:: WHAT YOU WILL DO ::
Throughout the entries below, report every line where "woman" is found.

EXERCISE INPUTS Block Start

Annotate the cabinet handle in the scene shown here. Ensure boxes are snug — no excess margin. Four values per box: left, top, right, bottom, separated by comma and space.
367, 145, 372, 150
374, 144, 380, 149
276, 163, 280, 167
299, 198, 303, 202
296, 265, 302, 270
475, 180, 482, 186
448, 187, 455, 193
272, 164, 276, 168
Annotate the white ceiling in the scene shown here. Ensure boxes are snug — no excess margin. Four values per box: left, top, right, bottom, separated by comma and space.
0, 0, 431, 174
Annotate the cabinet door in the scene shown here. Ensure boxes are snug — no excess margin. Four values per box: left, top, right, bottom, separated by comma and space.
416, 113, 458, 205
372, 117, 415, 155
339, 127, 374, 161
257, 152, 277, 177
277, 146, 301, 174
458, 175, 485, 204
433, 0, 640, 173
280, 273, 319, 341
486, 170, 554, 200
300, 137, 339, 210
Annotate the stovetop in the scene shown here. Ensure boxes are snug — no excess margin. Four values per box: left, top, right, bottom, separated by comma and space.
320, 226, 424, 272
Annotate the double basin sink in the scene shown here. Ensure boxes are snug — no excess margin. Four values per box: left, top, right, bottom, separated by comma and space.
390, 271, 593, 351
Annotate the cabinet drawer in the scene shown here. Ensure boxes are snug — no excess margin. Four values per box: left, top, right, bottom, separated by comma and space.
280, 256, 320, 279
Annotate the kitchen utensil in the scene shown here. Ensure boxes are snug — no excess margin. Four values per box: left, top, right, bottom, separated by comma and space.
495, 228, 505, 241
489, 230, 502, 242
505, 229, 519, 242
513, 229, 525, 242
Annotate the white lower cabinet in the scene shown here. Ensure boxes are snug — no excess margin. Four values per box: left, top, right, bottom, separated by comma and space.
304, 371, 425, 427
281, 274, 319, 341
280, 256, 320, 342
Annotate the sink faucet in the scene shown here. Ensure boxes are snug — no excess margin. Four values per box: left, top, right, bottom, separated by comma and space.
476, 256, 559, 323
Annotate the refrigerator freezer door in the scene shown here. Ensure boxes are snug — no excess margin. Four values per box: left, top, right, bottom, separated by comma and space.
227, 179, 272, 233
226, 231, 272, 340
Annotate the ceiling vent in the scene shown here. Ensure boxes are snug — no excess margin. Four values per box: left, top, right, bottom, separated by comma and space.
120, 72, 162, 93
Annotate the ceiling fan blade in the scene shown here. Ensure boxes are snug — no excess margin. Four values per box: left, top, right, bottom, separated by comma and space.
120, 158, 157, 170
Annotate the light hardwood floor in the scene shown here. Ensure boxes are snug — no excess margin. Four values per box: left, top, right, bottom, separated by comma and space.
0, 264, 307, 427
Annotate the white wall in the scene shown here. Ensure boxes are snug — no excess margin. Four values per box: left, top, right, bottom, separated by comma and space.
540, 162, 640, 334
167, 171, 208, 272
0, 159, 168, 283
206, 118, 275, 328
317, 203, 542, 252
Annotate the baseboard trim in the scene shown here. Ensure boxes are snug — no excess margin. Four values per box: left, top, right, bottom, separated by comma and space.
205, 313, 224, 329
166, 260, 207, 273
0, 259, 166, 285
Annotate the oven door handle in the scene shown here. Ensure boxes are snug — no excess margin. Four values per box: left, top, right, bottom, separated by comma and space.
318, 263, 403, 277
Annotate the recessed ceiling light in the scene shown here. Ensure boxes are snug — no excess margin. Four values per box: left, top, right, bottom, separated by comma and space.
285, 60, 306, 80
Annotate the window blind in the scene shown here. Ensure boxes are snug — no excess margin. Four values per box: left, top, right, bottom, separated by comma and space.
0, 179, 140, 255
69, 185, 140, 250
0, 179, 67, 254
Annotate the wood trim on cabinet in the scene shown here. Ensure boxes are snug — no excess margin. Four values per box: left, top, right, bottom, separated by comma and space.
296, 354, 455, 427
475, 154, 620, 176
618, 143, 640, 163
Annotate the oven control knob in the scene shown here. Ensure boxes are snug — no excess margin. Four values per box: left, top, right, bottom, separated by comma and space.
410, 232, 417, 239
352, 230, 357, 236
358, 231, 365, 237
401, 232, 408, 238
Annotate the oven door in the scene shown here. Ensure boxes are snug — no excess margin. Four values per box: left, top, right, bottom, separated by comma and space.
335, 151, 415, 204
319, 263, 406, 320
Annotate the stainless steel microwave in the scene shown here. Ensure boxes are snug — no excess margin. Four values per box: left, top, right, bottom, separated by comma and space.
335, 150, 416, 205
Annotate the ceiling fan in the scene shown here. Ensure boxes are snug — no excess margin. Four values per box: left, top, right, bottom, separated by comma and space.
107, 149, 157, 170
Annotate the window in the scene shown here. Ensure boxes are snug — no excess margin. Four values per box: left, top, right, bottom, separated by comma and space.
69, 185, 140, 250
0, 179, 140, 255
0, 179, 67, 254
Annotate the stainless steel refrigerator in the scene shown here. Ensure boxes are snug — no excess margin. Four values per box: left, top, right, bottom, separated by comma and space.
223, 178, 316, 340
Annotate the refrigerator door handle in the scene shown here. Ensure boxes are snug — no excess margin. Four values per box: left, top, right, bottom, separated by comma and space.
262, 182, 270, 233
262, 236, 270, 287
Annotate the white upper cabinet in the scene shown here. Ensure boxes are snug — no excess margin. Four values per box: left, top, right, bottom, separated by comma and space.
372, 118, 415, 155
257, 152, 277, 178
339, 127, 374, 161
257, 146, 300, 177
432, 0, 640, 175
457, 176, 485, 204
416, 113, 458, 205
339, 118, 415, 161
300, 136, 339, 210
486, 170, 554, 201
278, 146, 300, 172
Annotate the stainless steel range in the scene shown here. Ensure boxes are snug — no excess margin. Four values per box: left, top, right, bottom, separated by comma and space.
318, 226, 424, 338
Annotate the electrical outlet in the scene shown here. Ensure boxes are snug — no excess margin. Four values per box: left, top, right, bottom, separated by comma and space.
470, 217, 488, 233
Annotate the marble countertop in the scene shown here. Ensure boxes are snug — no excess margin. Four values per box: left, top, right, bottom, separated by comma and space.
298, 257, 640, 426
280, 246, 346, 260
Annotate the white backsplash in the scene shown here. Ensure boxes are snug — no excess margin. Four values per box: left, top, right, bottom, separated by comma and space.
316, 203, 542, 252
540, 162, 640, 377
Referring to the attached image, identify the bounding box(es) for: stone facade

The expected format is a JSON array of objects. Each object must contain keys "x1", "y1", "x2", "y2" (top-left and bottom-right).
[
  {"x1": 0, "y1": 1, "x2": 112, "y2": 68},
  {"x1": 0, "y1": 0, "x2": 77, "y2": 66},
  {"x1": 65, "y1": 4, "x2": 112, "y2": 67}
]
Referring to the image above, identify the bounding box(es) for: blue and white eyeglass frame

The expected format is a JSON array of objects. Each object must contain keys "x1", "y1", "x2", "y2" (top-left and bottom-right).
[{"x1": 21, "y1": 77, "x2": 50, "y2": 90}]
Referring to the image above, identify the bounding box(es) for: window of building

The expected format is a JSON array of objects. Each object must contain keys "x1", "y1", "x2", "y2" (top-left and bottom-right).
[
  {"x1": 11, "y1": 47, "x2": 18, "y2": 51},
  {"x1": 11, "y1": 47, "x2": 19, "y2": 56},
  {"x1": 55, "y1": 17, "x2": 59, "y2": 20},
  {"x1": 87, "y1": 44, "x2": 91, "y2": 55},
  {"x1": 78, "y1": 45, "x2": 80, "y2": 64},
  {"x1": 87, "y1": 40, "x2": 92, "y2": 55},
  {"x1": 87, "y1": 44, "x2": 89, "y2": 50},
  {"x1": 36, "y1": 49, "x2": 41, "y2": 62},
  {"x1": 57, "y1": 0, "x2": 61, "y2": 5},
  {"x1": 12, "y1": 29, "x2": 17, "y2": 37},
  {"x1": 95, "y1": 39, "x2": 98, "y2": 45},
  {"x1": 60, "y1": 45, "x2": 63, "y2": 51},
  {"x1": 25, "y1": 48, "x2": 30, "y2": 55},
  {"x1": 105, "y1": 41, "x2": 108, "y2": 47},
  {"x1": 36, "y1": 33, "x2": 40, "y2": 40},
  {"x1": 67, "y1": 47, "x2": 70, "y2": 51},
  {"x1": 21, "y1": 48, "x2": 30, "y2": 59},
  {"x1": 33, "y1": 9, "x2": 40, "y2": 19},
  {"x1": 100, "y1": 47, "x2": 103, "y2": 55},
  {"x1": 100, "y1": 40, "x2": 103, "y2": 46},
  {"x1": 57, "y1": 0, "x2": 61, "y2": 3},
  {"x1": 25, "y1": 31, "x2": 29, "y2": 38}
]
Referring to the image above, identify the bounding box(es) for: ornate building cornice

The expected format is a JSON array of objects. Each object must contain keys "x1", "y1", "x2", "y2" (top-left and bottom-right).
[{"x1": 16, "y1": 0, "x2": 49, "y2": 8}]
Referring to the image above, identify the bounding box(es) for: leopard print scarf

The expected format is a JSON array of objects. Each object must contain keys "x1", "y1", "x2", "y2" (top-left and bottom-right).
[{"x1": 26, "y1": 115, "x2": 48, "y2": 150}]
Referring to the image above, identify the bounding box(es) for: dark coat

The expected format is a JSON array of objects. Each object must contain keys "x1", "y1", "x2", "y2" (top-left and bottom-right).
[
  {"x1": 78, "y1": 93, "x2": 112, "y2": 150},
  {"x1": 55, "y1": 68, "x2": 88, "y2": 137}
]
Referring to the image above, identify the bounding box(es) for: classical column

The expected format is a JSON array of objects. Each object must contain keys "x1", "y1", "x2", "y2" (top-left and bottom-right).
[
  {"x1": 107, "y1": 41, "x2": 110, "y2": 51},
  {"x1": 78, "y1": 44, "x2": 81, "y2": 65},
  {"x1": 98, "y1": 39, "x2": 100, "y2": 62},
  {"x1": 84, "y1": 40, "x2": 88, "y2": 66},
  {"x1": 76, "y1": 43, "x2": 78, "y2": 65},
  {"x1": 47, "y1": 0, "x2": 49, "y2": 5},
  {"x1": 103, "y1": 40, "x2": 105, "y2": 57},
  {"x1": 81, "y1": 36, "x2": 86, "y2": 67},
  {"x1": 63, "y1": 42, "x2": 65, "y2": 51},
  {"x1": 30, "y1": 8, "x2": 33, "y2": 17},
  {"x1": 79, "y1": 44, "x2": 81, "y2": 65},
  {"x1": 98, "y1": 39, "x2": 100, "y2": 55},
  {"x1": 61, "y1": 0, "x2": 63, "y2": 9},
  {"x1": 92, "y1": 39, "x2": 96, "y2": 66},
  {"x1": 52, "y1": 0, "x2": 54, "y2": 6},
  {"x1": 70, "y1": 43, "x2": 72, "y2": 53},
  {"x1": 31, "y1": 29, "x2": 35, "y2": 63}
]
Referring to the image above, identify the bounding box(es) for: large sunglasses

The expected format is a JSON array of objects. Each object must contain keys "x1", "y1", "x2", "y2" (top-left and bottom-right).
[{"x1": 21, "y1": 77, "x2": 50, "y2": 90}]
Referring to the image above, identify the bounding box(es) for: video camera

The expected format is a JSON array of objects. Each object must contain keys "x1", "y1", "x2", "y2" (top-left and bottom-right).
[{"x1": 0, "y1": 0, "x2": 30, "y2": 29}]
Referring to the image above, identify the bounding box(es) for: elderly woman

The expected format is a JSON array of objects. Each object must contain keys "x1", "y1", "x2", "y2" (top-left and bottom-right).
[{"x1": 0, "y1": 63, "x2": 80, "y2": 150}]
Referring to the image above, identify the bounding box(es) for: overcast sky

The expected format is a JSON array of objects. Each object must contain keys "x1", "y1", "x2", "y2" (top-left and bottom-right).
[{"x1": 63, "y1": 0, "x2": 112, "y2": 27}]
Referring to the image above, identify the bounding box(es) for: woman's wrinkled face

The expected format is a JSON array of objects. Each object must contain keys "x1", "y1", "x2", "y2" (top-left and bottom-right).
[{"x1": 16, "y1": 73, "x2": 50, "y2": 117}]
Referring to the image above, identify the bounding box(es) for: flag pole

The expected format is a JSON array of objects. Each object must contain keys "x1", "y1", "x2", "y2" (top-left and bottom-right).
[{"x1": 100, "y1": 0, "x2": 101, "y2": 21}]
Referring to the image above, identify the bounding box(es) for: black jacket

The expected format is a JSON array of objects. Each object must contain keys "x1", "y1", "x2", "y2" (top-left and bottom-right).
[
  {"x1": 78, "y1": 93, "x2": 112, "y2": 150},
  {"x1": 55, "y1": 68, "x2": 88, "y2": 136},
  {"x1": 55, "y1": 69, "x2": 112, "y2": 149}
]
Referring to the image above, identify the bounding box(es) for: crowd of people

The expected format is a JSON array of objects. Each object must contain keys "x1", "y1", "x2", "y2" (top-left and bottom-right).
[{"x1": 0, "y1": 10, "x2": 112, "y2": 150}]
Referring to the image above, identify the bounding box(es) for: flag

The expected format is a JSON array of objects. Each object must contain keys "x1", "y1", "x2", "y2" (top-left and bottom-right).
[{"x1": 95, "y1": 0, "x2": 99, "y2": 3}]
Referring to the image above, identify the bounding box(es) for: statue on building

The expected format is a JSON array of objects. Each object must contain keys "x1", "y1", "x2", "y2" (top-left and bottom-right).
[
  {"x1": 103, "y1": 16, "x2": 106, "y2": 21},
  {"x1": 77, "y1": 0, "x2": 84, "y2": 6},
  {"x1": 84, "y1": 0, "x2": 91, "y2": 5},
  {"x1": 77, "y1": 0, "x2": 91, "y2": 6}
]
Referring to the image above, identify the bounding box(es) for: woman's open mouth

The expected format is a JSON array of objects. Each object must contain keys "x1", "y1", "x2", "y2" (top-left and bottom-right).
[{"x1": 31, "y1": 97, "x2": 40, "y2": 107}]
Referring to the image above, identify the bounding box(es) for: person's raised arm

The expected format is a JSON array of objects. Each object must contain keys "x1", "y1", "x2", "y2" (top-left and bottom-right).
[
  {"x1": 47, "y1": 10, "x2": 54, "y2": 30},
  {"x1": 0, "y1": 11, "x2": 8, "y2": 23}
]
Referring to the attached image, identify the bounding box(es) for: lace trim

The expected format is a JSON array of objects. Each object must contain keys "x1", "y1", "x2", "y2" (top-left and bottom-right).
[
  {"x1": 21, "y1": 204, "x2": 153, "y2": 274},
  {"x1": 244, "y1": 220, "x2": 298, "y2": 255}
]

EXERCISE INPUTS Block End

:: FINAL ANSWER ::
Referring to the image above, identify the bounding box(es) for: elderly woman
Referring to the image above, identify the bounding box(es) for: woman's wrinkled face
Referring to the image above, identify the bounding box(es) for: woman's open mouth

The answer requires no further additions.